**RECORDS PROVIDED:**
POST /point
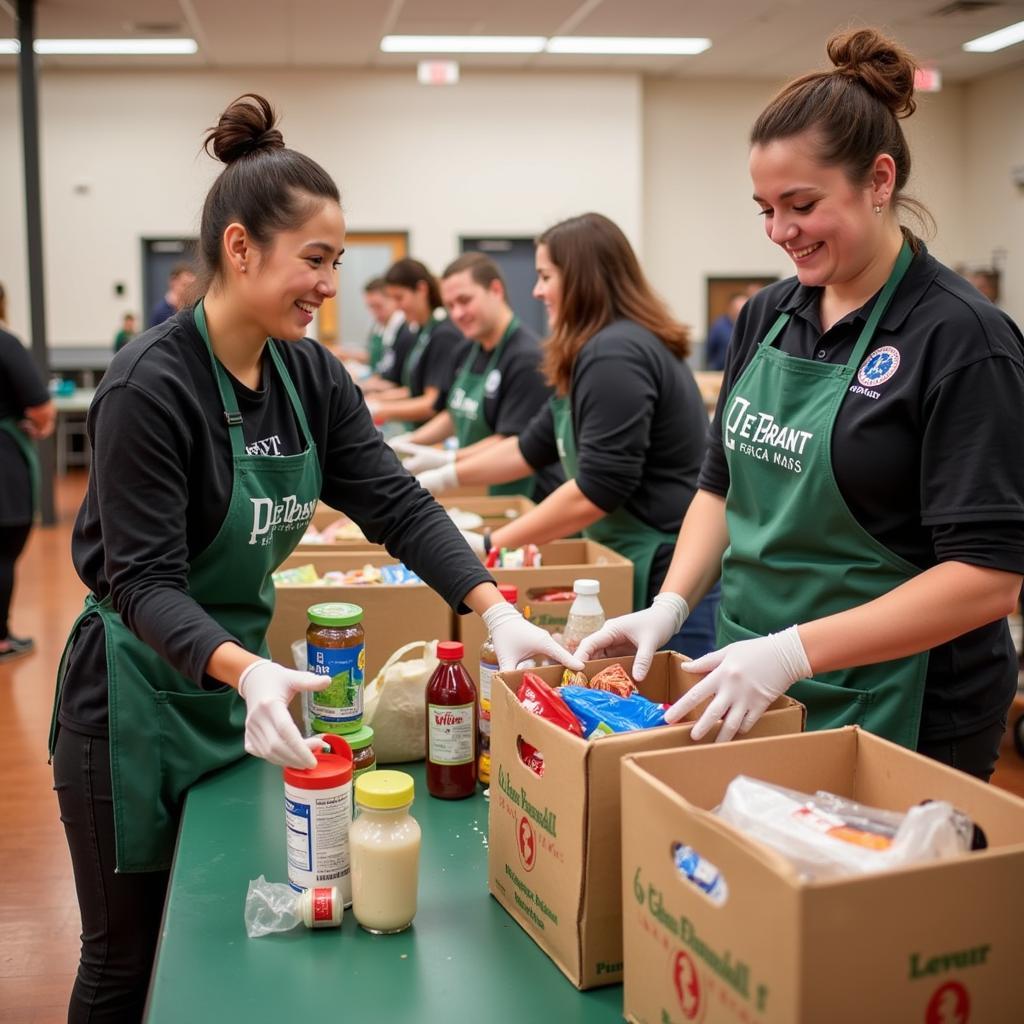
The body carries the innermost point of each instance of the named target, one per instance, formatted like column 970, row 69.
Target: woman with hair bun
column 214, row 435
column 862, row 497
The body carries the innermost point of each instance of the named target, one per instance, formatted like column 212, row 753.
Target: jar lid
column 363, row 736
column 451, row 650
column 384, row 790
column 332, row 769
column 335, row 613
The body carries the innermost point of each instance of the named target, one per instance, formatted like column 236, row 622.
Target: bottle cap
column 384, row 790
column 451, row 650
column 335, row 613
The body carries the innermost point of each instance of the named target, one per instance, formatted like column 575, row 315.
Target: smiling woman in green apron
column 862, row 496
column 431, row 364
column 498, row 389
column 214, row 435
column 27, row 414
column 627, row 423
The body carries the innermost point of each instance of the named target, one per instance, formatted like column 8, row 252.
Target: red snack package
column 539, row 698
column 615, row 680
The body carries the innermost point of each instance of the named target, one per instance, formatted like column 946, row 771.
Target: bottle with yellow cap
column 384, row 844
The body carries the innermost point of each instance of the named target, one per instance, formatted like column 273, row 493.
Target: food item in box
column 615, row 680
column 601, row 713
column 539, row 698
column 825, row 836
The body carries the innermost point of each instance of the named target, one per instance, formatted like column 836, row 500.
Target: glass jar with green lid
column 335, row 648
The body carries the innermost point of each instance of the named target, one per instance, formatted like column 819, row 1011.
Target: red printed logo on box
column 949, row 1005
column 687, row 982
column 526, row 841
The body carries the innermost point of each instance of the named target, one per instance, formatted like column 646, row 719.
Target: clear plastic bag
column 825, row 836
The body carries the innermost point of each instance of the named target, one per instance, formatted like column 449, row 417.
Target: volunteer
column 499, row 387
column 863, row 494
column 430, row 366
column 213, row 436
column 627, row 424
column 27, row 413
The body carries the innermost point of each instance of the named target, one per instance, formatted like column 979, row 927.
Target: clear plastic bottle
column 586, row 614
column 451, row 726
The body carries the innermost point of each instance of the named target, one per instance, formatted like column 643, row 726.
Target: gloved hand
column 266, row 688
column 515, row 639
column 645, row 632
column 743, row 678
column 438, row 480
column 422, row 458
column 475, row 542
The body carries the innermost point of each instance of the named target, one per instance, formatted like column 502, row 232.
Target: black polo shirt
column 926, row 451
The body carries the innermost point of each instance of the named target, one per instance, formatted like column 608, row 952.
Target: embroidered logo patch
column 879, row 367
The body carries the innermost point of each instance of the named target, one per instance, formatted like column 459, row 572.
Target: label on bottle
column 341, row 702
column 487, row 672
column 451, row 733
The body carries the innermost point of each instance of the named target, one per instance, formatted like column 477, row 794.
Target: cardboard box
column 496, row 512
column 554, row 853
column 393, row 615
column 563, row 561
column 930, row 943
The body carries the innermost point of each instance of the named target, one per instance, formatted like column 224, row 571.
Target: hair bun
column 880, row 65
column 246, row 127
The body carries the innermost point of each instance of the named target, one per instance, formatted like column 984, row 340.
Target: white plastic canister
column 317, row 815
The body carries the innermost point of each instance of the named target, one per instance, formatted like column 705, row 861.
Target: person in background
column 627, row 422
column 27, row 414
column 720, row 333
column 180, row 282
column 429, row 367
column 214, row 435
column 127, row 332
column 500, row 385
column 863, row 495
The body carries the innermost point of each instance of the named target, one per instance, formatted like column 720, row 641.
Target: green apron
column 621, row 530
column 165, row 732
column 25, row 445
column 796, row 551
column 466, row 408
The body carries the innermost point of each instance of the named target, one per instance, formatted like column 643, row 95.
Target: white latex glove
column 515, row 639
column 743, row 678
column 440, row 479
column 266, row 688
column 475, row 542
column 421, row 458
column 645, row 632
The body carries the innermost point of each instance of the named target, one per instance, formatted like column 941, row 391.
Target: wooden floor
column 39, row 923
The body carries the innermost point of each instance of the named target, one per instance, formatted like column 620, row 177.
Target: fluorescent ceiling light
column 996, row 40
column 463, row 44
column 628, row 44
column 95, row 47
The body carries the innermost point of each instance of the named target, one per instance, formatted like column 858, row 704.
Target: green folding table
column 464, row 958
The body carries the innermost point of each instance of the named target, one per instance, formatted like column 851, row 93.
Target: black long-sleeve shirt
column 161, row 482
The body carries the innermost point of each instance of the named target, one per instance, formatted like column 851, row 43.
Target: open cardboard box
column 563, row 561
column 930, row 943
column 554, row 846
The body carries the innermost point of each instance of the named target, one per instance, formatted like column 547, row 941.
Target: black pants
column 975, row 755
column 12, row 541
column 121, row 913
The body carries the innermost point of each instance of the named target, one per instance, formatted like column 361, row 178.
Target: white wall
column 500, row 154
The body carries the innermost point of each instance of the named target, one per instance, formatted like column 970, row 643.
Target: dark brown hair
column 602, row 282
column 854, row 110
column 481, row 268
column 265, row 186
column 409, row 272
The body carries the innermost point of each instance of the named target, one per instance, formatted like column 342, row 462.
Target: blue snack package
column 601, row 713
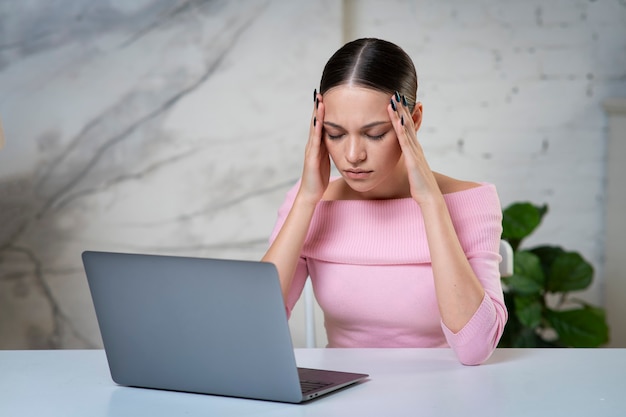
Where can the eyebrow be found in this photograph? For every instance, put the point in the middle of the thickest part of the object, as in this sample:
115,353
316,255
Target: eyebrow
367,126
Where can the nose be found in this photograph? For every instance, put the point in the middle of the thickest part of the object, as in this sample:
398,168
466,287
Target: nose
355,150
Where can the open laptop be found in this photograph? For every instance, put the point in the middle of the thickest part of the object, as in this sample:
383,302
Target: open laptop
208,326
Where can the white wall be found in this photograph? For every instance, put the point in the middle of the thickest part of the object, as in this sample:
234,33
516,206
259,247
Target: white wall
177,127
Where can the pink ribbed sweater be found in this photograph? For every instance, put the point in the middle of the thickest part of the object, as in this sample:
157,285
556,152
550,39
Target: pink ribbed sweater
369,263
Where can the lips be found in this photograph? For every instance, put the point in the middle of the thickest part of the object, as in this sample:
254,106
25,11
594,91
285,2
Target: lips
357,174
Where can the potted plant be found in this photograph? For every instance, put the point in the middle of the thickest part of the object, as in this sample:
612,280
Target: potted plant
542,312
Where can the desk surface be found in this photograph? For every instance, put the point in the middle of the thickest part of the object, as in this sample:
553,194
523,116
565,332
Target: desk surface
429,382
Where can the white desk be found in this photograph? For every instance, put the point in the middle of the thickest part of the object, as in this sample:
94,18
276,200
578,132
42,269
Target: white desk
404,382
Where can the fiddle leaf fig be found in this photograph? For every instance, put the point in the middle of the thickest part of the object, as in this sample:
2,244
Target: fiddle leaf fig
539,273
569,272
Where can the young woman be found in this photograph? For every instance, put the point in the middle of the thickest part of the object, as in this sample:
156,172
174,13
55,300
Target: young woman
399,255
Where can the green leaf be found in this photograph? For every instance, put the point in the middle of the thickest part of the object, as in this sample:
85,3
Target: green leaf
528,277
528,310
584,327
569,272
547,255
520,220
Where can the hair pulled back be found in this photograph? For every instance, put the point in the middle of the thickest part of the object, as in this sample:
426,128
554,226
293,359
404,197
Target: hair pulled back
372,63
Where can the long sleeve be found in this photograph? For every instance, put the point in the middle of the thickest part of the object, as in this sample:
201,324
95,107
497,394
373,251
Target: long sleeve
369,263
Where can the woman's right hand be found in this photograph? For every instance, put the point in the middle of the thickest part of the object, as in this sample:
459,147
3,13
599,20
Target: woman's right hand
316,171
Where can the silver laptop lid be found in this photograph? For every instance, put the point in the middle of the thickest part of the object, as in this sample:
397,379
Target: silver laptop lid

**DIRECTIONS FOR THIS TASK:** Give the entries above again word for word, without any pictures.

**OUTPUT OF THE TASK:**
POST /point
The body carries the innermost point of each instance of the named target, one per instance, formatted like column 970, row 69.
Target: woman with hair bun
column 214, row 435
column 862, row 497
The body carries the innermost point of each instance of the named target, one per instance, formatted like column 212, row 753.
Target: jar lid
column 363, row 736
column 451, row 650
column 384, row 790
column 332, row 769
column 335, row 613
The body carries the innermost point of each instance of the named target, one per instance, formatted like column 236, row 622.
Target: bottle cap
column 384, row 790
column 451, row 650
column 335, row 613
The body carries the innermost point of each instance of the named target, one per instance, formatted like column 575, row 315.
Target: smiling woman in green apron
column 862, row 496
column 431, row 364
column 498, row 389
column 214, row 435
column 27, row 414
column 627, row 423
The body carries the innermost point of each instance of the named target, one per instance, formatted like column 8, row 252.
Target: red snack package
column 539, row 698
column 615, row 680
The body carries the innermost point of each instance of the named target, one per instance, formatted like column 946, row 771.
Target: bottle with yellow cap
column 384, row 844
The body carries the innermost point of each instance of the named target, one per instance, formatted like column 273, row 493.
Target: food item in box
column 615, row 680
column 601, row 713
column 539, row 698
column 825, row 836
The body carries the innermost point of each instance of the named target, one per instance, formatted like column 836, row 500.
Target: glass jar with green lid
column 335, row 648
The body carries the innermost point of each instance of the named target, one per instance, formatted like column 819, row 1011.
Target: red printed logo on box
column 949, row 1005
column 687, row 982
column 526, row 841
The body carries the innermost point of each instance of the named target, one per instance, formatted like column 646, row 719.
Target: clear plastic bag
column 825, row 836
The body carries the innermost point of each instance of the named target, one per instance, formatted like column 449, row 417.
Target: volunteer
column 499, row 387
column 863, row 494
column 430, row 366
column 213, row 436
column 627, row 424
column 27, row 413
The body carries the innermost point of each instance of the named target, one per instance, formatted like column 979, row 927.
Target: clear plastic bottle
column 586, row 614
column 451, row 726
The body carries the innermost point of each instance of the named target, one per instance, formatted like column 643, row 726.
Target: gloved hand
column 266, row 688
column 515, row 639
column 645, row 632
column 743, row 678
column 438, row 480
column 422, row 458
column 475, row 542
The body carries the innermost point of each instance of the named target, one per instance, formatted like column 502, row 232.
Target: black polo shirt
column 926, row 451
The body carries the innermost point of each instance of the named target, one per instance, formatted like column 608, row 952.
Target: embroidered logo patch
column 879, row 367
The body carries the innermost point of each instance of the named target, one per instance, formatted like column 459, row 572.
Target: label on bottle
column 341, row 702
column 487, row 672
column 451, row 733
The body carries the innermost point of each instance of the named target, one per instance, formatted like column 477, row 794.
Target: cardboard box
column 496, row 512
column 554, row 853
column 393, row 615
column 563, row 561
column 930, row 943
The body carries the innermost point of each instance of the named target, one per instance, formatted like column 224, row 571.
Target: hair bun
column 880, row 65
column 246, row 127
The body carries the innermost point of each instance of the named target, one per instance, formatted like column 984, row 340.
Target: white plastic canister
column 317, row 815
The body carries the innermost point of each instance of the named target, one per instance, formatted like column 705, row 861.
Target: person in background
column 627, row 422
column 27, row 414
column 720, row 333
column 180, row 282
column 429, row 367
column 214, row 435
column 127, row 332
column 500, row 385
column 863, row 495
The body carries the innermost point of each instance of the named target, one per instance, formatted like column 720, row 641.
Target: green apron
column 621, row 530
column 165, row 732
column 25, row 445
column 796, row 551
column 466, row 408
The body carries the innermost point of each instance of the named target, one per instance, formatted like column 643, row 95.
Target: white latex glove
column 515, row 639
column 743, row 678
column 440, row 479
column 266, row 688
column 475, row 542
column 421, row 458
column 645, row 632
The body carries the innermost point of each instance of the named target, one per instance, formatted like column 941, row 391.
Target: wooden floor
column 39, row 923
The body carries the innermost point of each instance of the named target, one per instance, formatted like column 620, row 177.
Target: fluorescent ceiling light
column 996, row 40
column 463, row 44
column 628, row 44
column 95, row 47
The body carries the innermost point of each instance of the named target, one per instance, formatted like column 858, row 704.
Target: green folding table
column 464, row 958
The body carries the innermost point of each instance of the named target, one per instance, formatted like column 851, row 93.
Target: black long-sleeve shirt
column 161, row 482
The body carries the innermost point of each instance of the named target, one per instance, formatted like column 851, row 43.
Target: open cardboard box
column 563, row 561
column 930, row 943
column 554, row 846
The body carries the innermost point of each instance of the named target, one per instance, formatted like column 547, row 941.
Target: black pants
column 975, row 755
column 12, row 541
column 121, row 913
The body carries the innermost point of each instance of the named target, one per instance, formatted like column 361, row 178.
Target: white wall
column 500, row 154
The body carries the innermost point of each instance of the named target, one per instance, formatted like column 970, row 643.
Target: dark brown hair
column 602, row 282
column 854, row 110
column 481, row 268
column 265, row 186
column 409, row 272
The body carries the innermost point of each instance of the named target, one per instance, formatted like column 342, row 462.
Target: blue snack package
column 601, row 713
Where can the eyebrow be found in this photograph? For every instance, put the point in the middle of the thickest part of the object, as in this sample:
115,353
316,255
Target: eyebrow
367,126
Where can the nose be found in this photograph? For every instance, put the point in the middle of the thickest part of the object, as in this sample:
398,168
466,287
Target: nose
355,150
Where can the open laptop be found in this photograph? For every instance, put the point in the middle of the thickest part of the object, as in this sample:
383,302
Target: open laptop
208,326
Where can the white wall be found in this photograph? For every instance, put the point in the middle of the thickest part of the object, as in this sample:
234,33
516,206
259,247
Target: white wall
177,127
Where can the pink ribbed sweater be found in this photograph? For every instance, put the point in the middle of the thickest part of the object, as in this sample:
157,285
556,152
550,39
Target: pink ribbed sweater
369,263
Where can the lips be found in this photograph? For every instance, put the point in the middle of the thickest part of the object, as in this sample:
254,106
25,11
594,91
285,2
Target: lips
357,174
Where can the potted plant be found in this photograph? For every instance, put the point in the middle of the thickest part of the object, as in this sample:
612,280
Target: potted plant
542,312
Where can the desk surface be found in this photograph? For every instance, put the point in the middle of the thickest part of the object, as in this sample:
553,194
523,116
565,332
Target: desk surface
429,382
Where can the white desk be found in this photograph? For every instance, put the point in the middle of the thickest part of the object, as in this sample:
94,18
276,200
578,132
42,269
Target: white desk
404,382
Where can the fiddle leaf fig be found in this photograph? For every instance, put the point in the middle of the thickest part of the object, as in this sample:
2,244
Target: fiddle leaf fig
539,273
569,272
Where can the young woman be found in this photograph? For every instance, put the point in the middle of the thickest part of the object, as in this sample:
156,172
174,13
55,300
Target: young woman
399,255
Where can the green leaf be found in this photograph? For every instance, put the point in the middle of the thickest part of the object, as in this sample:
85,3
Target: green leaf
528,277
528,310
584,327
569,272
547,255
520,220
Where can the hair pulled back be found in this photograph? For every instance, put the point in the middle of the thickest part of the object, as in this sample:
426,128
554,226
293,359
404,197
Target: hair pulled back
372,63
Where can the long sleeve be found in this photograph? For every instance, put the point in the middle of the thickest part of the object, as in this sample:
201,324
95,107
497,394
373,251
Target: long sleeve
369,263
Where can the woman's right hand be found in this photograph? For every instance, put the point in the middle of the thickest part of the object, as in this sample:
459,147
3,13
599,20
Target: woman's right hand
316,171
Where can the silver laptop lid be found in this photograph? For every instance, put the point in the middle of the thickest part of the object, as in this sample:
397,379
Target: silver laptop lid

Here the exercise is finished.